REQUESTS →
A) Pick out and copy every line in the listing below that contains the word "truck".
B) Write the next part of the essay on stored procedures and triggers below, picking up right after its final sentence.

QUOTED TEXT →
-- Begin --

3rd September 2006
A lot of developers are taught to use database stored procedures, triggers and database constraints at every possible opportunity, and they cannot understand why an old dinosaur like me should choose to take an opposite view. The reason can be summed up quite simply:
You only know what you have been taught, whereas I know what I have learned.
I was weaned on file systems and databases which did not have any facilities for stored procedures and triggers, so I learned how to build applications without them. When such facilities became available my colleagues and I still never used them for practical reasons:
Our golden rule was:
Use stored procedures and triggers only when it is an absolutely necessity.
This is in total conflict with the attitude of today's wet-behind-the-ears tenderfoot greenhorns who seems to think:
Use stored procedures and triggers at every possible opportunity simply because you can.
Amongst the arguments in favour of stored procedures are:
Some people argue that putting ad-hoc SQL in your business layer (BL) code is not that good. Agreed, but who said that the only alternative is stored procedures? Why not have a DAL that generates the SQL query at runtime based on information passed to it by the BL? It is correct to say that small changes to the database can have severe impacts on the application. However, changes to a relational model will always have an impact on the application that targets that model: add a non-nullable column to a table and you will see what I mean. You can use stored procedures or ad-hoc queries, you have to change the calling code to make sure that column gets a value when a new row is inserted. For Ad-hoc queries, you change the query, and you're set. For stored procedures, you have to change the signature of the stored procedure, since the INSERT/UPDATE procs have to receive a value for the new column. This can break other code targeting the stored procedure as well, which is a severe maintenance issue. A component which generates the SQL on the fly at runtime doesn't suffer from this: it will for example receive an entity which has to be saved to the database, that entity contains the new field, the SQL is generated and the entity is saved. No maintenance problems. With a stored procedure this wouldn't be possible.

-- End --

RAW RECORDS →
-- Begin --

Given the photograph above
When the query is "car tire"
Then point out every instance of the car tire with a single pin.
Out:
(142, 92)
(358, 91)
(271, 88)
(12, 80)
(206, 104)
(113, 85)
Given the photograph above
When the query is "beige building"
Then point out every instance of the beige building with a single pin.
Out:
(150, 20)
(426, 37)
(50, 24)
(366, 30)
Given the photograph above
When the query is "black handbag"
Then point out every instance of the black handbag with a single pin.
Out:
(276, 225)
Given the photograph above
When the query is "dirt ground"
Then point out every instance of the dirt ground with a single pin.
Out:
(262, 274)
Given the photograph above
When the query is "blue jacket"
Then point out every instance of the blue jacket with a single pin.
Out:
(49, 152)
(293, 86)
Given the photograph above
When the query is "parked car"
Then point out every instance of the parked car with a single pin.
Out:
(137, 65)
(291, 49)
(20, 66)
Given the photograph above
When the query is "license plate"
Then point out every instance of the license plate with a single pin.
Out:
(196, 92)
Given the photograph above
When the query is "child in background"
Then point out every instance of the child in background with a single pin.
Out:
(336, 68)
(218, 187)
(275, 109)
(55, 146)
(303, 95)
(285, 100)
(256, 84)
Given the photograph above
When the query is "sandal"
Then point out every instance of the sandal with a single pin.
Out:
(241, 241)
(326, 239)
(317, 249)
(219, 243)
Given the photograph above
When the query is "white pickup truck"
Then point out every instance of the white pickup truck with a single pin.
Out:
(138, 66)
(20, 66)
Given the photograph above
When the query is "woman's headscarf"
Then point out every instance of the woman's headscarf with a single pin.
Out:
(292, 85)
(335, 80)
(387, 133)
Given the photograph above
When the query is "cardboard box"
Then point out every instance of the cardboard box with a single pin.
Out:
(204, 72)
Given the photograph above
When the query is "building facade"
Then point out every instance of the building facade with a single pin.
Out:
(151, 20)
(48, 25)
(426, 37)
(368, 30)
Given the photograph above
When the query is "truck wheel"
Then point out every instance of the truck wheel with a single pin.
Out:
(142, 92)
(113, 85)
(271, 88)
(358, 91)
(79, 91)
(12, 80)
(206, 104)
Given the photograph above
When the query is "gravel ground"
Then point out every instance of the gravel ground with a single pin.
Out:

-- End --

SET OF ANSWERS →
A)
When the query is "white pickup truck"
Then point out every instance of the white pickup truck with a single pin.
When the query is "truck wheel"
Then point out every instance of the truck wheel with a single pin.

B)
This is a common argument that many people echo without realising that it became defunct when role-based security was made available. A good DBA defines user-roles in the database, and users are added to those roles and rights are defined per role, not per user. This way, it is easy to control which users can insert / update and which users can for example select or delete or have access to views in an easy way.
With a view it is possible to control which data is accessed on a column basis or row basis. This means that if you want user U to select only 2 or so columns from a table, you can give that user access to a view, not the underlying table. The same goes for rows in one or more tables. Create a view which shows those rows, filtering out others. Give access rights to the view, not the table, obviously using user-roles. This way you can limit access to sensitive data without having to compromise your programming model because you have to move to stored procedures.
It is also said that stored procedures are more secure because they prevent SQL injection attacks. This argument is false for the simple reason that it is possible to have a stored procedure which concatenates strings together and therefore open itself up to sql injection attacks (generally seen in systems which use procedures and have to offer some sort of general search routine), while the use of parameterized queries removes this vulnerability as no value can end up as being part of the actually query string.
The execution of SQL statements in stored procedures may have been faster than with dynamic SQL in the early days of database systems, but that advantage has all but disappeared in the current versions. In some cases a stored procedure may even be slower than dynamic SQL, so this argument is as dead as a Dodo.
Performance should not be the first question. My belief is that most of the time you should focus on writing maintainable code. Then use a profiler to identify hot spots and then replace only those hot spots with faster but less clear code. The main reason to do this is because in most systems only a very small proportion of the code is actually performance critical, and it's much easier to improve the performance of well factored maintainable code.
While stored procedures may run faster, they take longer to build, test, debug and maintain, therefore this extra speed comes at a price. If the same function can be performed inside application code at an acceptable speed, what is the advantage of spending more money to make it run faster at a more-than-acceptable speed? It is OK to use stored procedures when you absolutely need a performance gain, but until then they're nothing but premature optimization.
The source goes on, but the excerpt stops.